_Document segment:_
--- START ---

Atopic eczema

What is atopic eczema?
A genetically determined skin disease, atopic eczema is a malfunction in the upper layer of the skin that usually first appears during early childhood. Although it often clears up before adulthood, some people live with the condition for life. With proper advice and support, these people can manage the disease and avoid much physical and social discomfort.

Common symptoms include an itchy rash, dry skin, redness and inflammation. Constant scratching can cause the skin to crack, leaving it vulnerable to infection. Some people experience atopic eczema as a succession of flare-ups and remissions; others have it almost constantly.

Allergic reactions to chemicals, metals and plants can cause the skin to flare up and make atopic eczema worse. Eczema can also be exacerbated if it becomes infected with the bacterium Staphylococcus aureus. Apart from allergens and bacterial infections, atopic eczema can be triggered or worsened by stress, or by seasonal climate changes such as the shift from summer to autumn when the air becomes drier.

--- END ---

_Required actions:_
A. Which bacterium does the atopic eczema text say can make eczema worse when it infects the skin?
B. Carry the atopic eczema text forward from its last sentence.

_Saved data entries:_
--- START ---

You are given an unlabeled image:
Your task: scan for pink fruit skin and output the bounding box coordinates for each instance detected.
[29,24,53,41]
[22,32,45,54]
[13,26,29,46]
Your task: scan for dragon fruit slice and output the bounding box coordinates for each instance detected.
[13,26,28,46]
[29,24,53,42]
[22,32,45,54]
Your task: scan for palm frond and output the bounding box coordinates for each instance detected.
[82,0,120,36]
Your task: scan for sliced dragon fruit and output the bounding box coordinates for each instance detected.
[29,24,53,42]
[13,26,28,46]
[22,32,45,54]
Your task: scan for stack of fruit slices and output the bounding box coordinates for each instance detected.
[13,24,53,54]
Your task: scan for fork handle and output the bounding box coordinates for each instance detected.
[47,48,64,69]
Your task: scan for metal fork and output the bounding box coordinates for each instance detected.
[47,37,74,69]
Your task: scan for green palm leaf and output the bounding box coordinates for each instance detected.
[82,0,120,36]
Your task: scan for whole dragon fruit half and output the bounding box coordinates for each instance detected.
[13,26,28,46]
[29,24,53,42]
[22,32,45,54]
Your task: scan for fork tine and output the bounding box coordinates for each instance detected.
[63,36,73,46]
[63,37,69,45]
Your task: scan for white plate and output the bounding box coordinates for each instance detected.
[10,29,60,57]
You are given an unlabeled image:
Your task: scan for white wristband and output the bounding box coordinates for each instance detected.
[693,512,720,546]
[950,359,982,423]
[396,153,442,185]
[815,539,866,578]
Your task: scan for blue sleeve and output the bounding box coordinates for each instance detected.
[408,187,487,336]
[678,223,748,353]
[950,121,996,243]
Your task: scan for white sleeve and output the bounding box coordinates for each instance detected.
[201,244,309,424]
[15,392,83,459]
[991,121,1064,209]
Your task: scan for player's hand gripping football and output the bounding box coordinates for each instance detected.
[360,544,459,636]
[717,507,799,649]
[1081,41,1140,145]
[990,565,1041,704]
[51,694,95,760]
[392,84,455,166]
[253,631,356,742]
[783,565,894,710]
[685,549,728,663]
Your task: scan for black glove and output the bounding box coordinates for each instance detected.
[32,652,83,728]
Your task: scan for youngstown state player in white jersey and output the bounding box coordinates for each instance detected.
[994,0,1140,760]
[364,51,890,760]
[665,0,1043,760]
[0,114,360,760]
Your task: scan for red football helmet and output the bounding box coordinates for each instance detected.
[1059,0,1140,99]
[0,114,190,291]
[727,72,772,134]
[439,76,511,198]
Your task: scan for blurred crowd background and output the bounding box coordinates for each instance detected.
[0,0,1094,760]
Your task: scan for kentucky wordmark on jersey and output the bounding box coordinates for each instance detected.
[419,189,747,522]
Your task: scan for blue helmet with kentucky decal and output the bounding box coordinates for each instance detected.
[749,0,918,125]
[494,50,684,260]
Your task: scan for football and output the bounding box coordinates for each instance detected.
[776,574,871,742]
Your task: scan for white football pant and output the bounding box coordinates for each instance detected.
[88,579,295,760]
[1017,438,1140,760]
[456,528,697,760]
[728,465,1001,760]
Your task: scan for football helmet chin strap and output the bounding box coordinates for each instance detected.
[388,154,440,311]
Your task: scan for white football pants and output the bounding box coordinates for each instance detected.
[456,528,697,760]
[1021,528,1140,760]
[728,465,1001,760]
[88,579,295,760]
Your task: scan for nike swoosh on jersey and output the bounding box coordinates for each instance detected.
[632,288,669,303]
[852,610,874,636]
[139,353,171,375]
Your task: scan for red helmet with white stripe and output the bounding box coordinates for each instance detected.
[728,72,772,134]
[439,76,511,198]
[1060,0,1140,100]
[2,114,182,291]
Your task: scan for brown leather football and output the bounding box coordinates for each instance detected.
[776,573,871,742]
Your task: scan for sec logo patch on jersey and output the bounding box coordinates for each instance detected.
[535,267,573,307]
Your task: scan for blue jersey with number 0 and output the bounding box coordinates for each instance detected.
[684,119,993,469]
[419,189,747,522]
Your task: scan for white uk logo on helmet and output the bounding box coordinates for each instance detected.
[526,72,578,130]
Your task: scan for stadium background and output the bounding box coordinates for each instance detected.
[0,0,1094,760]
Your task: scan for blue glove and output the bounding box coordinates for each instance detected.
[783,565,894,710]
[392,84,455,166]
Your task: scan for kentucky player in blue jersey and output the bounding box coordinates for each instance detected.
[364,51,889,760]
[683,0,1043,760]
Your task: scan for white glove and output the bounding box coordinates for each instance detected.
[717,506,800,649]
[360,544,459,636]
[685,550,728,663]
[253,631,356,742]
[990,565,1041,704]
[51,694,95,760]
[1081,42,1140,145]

--- END ---

_Answers for the tasks:_
A. Staphylococcus aureus.

B.
It is important to remember that atopic eczema normally has a good prognosis. As part of the treatment, general measures such as avoiding irritants and excessive heat and using emollients to moisturise the skin are important to minimise the itch.

Topical steroids or combinations with topical antibiotics are often used to treat eczema. In very severe cases, light therapy or systemic treatment may apply.